Предложенный текст =
━━━━━━━━━━━━━━━━━━━━

Мы каждый день встречаемся, – я сижу на лавочке, а она проходит мимо. Я слышу ее задолго до появления, точнее, слышу звон бубенчиков на ее лодыжках и постукивание неизменного посоха об асфальт. А я даже не могу спросить, что эти бубенчики означают. Я ни слова не понимаю по-амхарски*, а она не знает русского. И мы оба совершенно не знаем иврита, но это не мешает нам при каждой утренней встрече очень доброжелательно перекидываться несколькими фразами. Когда я пропускаю свой утренний выполз, на следующий день она участливо что-то спрашивает. И я стараюсь ей отвечать по возможности бодро, что температура была, и шевелимость в связи с этим съехала к нулю. А она кивает, и подбадривающе что-то мне отвечает. И мы остаемся вполне довольными нашим общением.
Однажды я нашел один оторвавшийся бубенчик и хотел отдать ей, но она отказалась, и что-то долго объясняла, показывая то на себя, то на меня, и все время при этом улыбаясь. Я решил оставить побрякушку себе.
Сегодня она опять появилась, бодро побрякивая бубенчиками и постукивая посохом. Я подумал, что надо спросить у кого-нибудь знающего, как поздороваться и спросить: "Как поживаете" на амхарском. Мне кажется, ей будет приятно.
_________________________________________________
* Язык чернокожих израильтян, выходцев из Эфиопии
Спустя месяц. Возвращение.
Я всегда считал, что незаметен. Всегда тихо в уголочке сидел, думал: подсматриваю. Не тут-то было, это я просто вид делаю, что потерялся, а прохожие меня видят, я как тополь на плющихе.

━━━━━━━━━━━━━━━━━━━━

Представленные данные =
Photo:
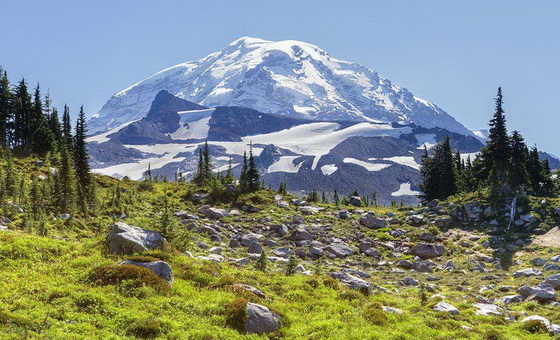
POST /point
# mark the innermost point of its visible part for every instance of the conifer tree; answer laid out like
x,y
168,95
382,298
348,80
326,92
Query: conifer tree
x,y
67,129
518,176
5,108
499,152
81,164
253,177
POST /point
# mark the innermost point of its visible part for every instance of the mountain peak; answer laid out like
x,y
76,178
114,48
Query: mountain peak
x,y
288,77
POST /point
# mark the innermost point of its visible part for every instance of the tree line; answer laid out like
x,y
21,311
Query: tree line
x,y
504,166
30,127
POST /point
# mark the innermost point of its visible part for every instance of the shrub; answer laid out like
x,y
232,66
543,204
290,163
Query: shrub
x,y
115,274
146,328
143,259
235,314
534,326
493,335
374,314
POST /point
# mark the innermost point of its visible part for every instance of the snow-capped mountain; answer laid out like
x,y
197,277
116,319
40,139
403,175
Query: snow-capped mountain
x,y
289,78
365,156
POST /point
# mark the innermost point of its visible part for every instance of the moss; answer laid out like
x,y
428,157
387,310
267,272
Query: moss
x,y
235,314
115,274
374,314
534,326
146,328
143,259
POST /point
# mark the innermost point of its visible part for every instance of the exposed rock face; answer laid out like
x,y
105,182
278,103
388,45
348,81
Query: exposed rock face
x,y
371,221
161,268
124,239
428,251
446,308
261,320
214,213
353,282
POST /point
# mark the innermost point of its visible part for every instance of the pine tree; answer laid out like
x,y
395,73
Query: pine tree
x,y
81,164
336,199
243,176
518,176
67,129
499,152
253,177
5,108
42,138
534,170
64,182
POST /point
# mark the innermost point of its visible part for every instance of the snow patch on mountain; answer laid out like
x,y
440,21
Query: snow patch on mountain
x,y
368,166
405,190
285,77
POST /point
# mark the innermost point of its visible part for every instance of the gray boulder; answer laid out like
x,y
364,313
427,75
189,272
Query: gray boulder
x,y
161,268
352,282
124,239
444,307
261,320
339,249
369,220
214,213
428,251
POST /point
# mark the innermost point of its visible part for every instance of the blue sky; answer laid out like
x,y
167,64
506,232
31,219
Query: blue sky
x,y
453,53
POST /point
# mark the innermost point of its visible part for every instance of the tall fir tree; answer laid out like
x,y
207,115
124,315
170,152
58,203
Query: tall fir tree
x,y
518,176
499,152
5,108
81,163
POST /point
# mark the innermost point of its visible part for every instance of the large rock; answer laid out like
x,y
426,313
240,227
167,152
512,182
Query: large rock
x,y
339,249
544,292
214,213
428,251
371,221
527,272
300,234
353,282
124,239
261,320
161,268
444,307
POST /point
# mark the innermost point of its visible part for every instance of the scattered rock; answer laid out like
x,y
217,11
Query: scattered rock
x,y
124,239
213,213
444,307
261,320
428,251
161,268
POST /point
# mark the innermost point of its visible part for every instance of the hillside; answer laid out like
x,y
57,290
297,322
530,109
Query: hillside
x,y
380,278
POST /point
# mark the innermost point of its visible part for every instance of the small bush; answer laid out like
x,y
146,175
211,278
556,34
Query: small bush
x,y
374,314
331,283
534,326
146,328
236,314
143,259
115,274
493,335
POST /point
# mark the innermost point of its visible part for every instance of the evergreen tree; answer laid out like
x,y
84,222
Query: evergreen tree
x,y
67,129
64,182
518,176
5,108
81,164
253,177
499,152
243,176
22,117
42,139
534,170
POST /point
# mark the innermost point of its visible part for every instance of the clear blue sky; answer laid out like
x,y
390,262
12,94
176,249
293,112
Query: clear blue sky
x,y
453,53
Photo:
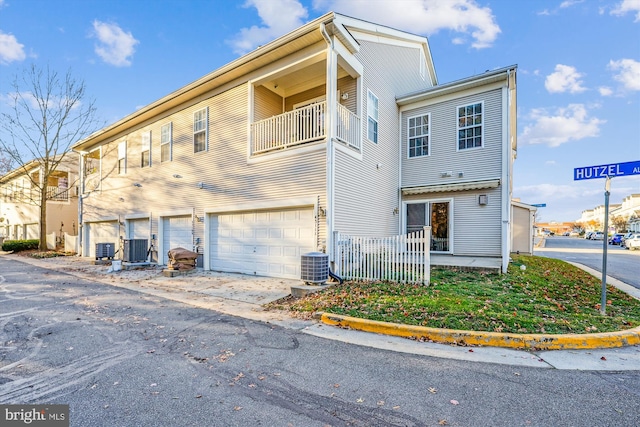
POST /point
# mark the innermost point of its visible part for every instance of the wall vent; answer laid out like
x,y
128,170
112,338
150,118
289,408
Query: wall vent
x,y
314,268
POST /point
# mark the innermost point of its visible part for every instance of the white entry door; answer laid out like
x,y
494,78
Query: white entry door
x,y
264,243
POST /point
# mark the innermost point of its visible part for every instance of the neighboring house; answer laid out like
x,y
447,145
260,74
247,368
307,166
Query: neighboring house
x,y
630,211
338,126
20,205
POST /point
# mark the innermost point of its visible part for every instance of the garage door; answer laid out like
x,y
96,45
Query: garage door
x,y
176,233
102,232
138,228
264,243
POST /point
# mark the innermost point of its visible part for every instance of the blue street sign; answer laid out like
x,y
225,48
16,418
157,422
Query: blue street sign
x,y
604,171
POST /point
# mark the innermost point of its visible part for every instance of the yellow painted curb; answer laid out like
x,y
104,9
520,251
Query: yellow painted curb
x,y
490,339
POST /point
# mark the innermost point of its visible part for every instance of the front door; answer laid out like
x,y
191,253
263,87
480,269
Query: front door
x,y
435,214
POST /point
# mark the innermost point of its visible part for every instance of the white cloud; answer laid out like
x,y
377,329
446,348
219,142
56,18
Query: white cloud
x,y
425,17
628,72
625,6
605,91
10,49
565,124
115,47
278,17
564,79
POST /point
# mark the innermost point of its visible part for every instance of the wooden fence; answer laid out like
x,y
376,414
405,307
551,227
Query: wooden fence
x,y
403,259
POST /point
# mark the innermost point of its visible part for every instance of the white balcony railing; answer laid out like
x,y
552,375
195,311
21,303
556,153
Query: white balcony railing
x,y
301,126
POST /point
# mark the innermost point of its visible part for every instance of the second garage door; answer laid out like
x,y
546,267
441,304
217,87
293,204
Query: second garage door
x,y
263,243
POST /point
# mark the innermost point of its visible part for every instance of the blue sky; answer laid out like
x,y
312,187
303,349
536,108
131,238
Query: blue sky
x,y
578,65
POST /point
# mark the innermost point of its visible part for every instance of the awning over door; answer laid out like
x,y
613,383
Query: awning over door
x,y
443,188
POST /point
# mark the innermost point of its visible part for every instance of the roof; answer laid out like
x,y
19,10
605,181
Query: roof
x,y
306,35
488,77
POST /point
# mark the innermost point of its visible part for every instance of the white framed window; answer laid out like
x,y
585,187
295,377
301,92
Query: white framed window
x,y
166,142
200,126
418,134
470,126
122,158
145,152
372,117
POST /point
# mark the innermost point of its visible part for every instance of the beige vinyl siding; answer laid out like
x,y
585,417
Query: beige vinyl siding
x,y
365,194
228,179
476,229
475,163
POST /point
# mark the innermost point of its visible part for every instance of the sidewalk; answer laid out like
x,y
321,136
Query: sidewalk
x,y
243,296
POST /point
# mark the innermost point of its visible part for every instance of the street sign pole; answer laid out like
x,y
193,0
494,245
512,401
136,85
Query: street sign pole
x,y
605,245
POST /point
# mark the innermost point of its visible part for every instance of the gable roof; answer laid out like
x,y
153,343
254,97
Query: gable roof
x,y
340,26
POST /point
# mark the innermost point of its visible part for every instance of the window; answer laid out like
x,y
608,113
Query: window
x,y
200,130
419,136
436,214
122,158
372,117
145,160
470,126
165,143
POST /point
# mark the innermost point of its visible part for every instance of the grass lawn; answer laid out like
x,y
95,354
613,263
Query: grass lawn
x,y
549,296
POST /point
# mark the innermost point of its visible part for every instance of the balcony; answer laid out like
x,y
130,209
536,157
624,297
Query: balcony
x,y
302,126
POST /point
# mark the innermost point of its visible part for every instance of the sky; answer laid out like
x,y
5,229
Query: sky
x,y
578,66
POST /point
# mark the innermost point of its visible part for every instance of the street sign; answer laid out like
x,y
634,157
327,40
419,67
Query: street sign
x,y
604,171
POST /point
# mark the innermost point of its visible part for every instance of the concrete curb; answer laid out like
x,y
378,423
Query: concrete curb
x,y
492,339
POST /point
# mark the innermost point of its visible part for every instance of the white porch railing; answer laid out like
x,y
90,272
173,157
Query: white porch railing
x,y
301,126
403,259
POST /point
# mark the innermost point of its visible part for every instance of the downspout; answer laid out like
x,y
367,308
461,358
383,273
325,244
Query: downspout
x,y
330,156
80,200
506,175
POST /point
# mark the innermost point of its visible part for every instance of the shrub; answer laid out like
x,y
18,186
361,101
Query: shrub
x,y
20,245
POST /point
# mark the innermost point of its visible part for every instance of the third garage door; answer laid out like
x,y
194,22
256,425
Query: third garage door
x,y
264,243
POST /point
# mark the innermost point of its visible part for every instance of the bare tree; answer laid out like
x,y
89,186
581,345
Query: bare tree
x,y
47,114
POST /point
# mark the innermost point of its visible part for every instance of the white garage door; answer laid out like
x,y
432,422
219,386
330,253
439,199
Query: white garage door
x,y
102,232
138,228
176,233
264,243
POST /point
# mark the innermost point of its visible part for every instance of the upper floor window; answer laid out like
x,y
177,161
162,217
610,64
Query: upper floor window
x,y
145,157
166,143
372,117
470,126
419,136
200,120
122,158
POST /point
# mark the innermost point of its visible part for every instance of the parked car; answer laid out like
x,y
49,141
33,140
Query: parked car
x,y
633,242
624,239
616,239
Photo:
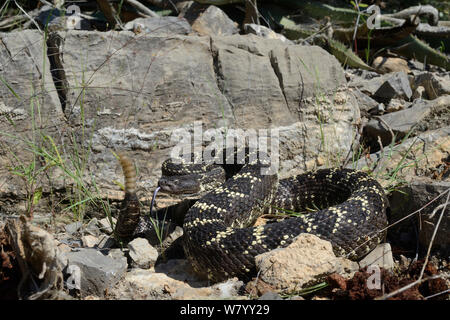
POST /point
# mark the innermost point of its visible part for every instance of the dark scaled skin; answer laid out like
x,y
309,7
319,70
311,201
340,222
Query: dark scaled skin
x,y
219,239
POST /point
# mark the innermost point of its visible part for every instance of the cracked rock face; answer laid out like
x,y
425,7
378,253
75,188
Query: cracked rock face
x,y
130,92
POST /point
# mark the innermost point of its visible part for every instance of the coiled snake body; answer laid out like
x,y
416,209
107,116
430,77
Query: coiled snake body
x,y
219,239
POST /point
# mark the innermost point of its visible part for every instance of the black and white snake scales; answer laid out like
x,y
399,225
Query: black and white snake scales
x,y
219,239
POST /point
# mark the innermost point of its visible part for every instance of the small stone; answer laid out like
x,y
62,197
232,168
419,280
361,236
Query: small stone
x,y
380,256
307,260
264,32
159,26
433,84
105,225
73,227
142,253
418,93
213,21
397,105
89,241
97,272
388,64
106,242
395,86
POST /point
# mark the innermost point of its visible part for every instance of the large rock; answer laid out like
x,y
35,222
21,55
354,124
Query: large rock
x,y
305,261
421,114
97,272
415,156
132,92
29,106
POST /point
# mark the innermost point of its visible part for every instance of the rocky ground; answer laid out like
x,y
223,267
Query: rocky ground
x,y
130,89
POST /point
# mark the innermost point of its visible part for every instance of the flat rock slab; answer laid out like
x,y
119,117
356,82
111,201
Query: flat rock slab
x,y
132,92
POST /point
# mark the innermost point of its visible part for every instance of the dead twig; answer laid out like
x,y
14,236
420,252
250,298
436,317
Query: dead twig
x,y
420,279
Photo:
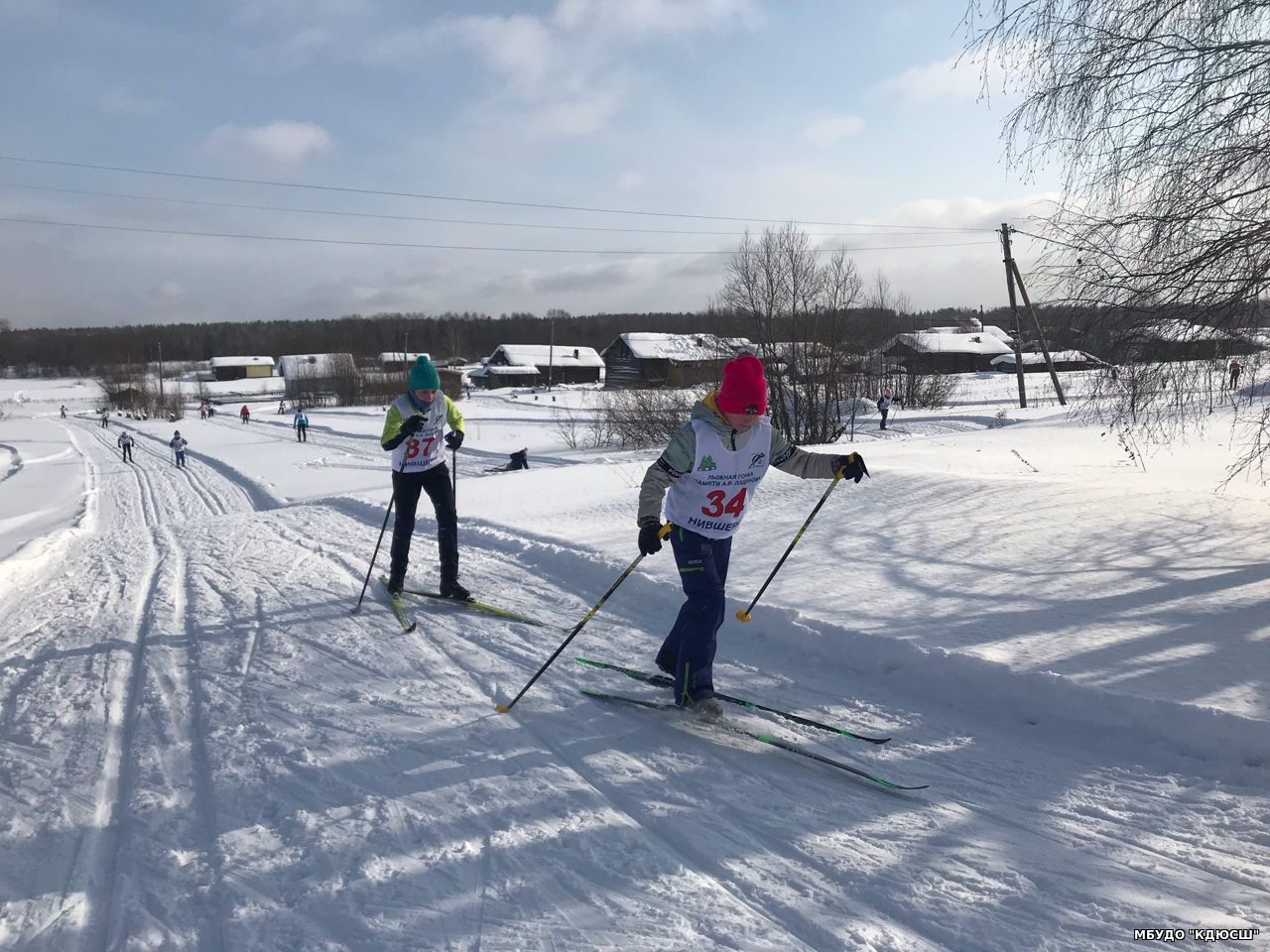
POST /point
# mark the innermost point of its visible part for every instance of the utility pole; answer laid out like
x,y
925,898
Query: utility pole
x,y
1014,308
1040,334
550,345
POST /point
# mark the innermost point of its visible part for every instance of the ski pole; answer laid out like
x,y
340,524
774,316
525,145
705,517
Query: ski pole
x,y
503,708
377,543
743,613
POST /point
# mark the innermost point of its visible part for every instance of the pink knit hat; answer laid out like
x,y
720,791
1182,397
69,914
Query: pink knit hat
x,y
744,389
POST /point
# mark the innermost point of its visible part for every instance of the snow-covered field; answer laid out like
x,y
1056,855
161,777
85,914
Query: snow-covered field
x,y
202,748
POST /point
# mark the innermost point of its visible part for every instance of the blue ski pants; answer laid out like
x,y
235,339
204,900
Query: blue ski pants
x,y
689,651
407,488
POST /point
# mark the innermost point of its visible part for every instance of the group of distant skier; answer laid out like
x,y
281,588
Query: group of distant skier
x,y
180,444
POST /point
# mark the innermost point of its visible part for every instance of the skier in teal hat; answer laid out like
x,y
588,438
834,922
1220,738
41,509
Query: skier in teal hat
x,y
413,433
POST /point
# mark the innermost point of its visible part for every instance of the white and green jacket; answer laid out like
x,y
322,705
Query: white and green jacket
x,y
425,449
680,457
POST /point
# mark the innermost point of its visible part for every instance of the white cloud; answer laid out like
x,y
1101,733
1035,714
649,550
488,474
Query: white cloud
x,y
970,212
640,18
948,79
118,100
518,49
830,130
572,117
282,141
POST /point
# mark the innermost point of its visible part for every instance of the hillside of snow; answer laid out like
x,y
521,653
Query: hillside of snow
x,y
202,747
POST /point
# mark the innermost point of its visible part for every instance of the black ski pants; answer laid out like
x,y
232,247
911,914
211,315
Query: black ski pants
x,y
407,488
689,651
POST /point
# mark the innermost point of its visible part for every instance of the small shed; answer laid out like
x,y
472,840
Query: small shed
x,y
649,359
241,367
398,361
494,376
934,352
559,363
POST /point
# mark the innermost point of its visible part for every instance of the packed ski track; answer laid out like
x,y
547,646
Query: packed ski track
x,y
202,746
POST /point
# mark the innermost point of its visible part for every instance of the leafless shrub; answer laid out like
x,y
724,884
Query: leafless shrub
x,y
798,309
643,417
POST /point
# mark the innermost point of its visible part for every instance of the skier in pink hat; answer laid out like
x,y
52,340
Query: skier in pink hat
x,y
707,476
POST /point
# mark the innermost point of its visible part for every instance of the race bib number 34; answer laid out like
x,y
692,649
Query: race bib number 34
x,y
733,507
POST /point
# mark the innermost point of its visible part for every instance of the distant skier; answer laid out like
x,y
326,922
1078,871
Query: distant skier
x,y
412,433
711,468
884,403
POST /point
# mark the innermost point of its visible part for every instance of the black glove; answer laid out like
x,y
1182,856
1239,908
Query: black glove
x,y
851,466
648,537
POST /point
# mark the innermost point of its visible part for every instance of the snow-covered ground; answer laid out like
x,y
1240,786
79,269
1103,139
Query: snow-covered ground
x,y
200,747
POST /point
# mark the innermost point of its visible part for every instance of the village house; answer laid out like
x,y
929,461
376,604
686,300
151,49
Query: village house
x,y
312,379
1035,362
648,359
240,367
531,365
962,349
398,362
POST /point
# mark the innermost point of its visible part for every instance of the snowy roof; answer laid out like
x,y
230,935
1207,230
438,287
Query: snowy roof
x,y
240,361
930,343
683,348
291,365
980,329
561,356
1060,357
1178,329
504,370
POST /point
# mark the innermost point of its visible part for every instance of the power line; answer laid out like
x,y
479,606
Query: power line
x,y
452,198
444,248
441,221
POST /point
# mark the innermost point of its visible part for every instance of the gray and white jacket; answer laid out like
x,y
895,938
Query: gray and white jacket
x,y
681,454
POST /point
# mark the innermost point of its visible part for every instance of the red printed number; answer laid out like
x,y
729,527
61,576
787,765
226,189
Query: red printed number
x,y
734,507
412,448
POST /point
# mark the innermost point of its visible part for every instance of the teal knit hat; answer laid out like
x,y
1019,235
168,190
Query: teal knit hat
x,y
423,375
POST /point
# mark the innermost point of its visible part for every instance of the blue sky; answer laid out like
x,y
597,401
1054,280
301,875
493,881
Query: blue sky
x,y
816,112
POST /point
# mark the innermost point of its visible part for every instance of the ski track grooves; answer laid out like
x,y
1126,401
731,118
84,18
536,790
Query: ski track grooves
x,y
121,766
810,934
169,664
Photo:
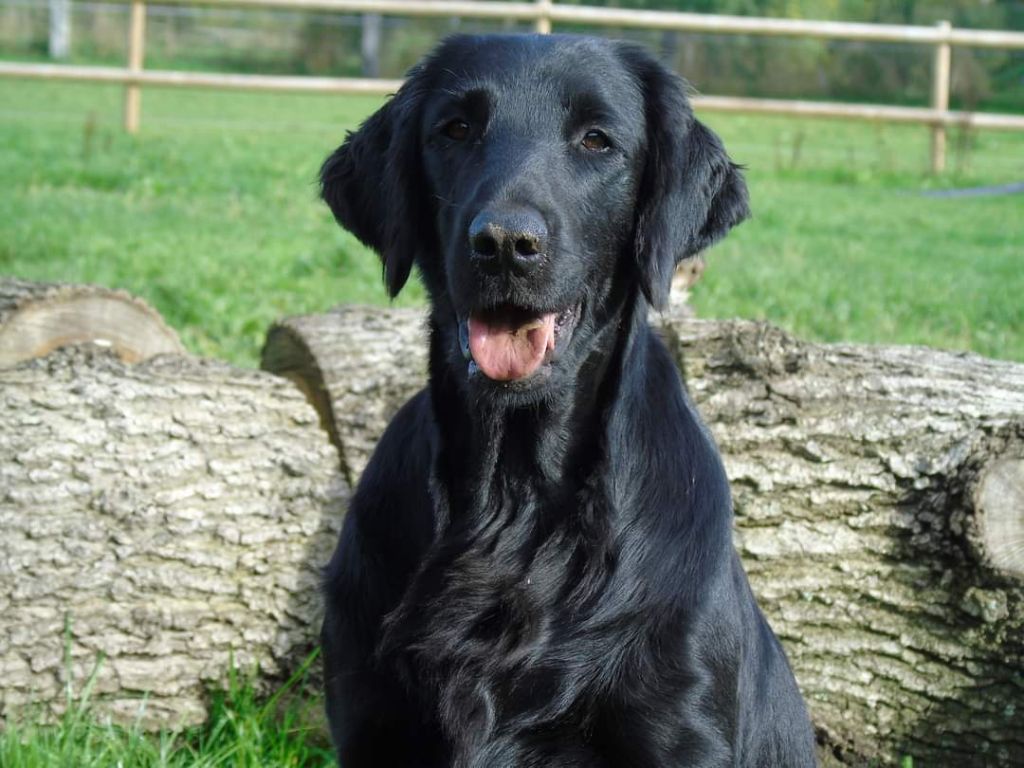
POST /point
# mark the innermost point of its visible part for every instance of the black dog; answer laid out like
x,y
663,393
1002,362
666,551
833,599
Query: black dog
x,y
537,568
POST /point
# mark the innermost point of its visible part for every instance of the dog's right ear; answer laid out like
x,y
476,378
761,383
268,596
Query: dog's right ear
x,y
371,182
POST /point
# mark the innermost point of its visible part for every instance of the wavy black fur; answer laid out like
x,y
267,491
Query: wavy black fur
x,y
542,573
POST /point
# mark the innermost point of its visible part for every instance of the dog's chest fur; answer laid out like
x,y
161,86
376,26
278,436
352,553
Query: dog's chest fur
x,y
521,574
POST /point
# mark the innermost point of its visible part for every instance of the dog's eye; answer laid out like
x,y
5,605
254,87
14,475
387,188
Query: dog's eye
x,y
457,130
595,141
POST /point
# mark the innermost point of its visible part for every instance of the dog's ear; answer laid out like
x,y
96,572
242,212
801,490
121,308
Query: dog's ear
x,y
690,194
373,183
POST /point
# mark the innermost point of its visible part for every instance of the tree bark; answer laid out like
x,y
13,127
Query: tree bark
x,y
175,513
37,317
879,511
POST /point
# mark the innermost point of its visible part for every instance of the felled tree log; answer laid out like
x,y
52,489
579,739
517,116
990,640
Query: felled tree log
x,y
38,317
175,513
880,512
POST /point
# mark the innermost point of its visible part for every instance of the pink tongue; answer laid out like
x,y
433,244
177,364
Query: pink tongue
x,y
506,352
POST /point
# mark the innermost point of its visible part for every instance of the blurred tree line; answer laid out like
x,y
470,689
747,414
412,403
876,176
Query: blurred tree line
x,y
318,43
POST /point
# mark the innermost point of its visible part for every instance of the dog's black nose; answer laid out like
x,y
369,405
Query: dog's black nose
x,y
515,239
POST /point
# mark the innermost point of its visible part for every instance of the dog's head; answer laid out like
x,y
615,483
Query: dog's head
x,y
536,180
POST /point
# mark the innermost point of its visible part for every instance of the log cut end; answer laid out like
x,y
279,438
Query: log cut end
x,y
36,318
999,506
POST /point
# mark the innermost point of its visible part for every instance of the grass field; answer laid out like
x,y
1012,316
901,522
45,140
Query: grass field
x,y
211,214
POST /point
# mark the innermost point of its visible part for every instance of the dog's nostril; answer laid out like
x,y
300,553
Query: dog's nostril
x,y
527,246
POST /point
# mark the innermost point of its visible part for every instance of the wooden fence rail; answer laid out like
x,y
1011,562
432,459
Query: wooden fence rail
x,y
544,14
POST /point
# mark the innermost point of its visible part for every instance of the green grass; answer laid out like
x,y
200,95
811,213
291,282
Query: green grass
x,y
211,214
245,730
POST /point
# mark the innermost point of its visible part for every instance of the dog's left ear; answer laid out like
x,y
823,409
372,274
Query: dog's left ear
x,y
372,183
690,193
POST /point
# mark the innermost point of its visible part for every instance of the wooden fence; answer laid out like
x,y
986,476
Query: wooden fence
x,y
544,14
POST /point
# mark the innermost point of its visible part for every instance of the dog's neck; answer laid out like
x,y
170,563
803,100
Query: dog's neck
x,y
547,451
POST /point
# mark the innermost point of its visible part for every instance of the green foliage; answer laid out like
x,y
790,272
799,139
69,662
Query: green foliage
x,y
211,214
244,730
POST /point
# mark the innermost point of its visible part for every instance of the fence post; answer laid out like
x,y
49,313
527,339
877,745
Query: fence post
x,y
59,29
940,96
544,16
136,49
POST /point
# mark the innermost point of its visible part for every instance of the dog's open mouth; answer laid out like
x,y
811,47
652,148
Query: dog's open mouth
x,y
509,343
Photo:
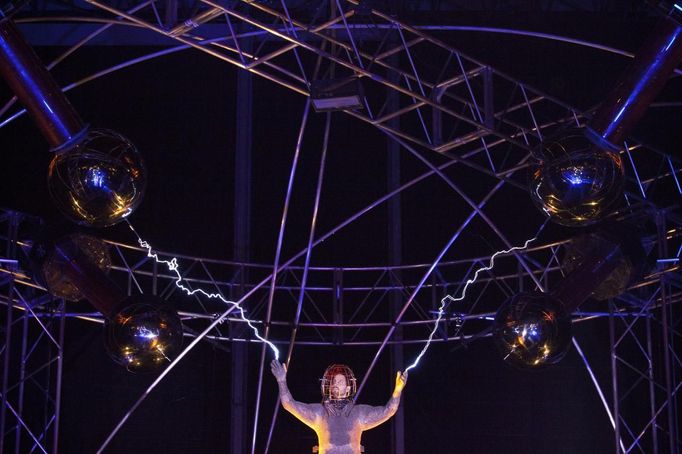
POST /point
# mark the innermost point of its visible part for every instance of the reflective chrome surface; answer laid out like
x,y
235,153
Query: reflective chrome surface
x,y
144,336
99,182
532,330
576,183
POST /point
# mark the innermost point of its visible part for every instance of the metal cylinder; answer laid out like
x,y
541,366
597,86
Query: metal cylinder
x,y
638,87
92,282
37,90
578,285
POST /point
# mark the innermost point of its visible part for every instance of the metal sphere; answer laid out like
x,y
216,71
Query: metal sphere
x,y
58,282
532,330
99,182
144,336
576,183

━━━━━━━━━━━━━━━━━━━━

Задания для работы =
A - Объясните, каким языком назван амхарский в сноске к предложенному тексту.
B - Перечислите все языки, которые упоминаются в предложенном тексте.

Ответы =
A - Это язык чернокожих израильтян, выходцев из Эфиопии.

B - Амхарский, русский, иврит.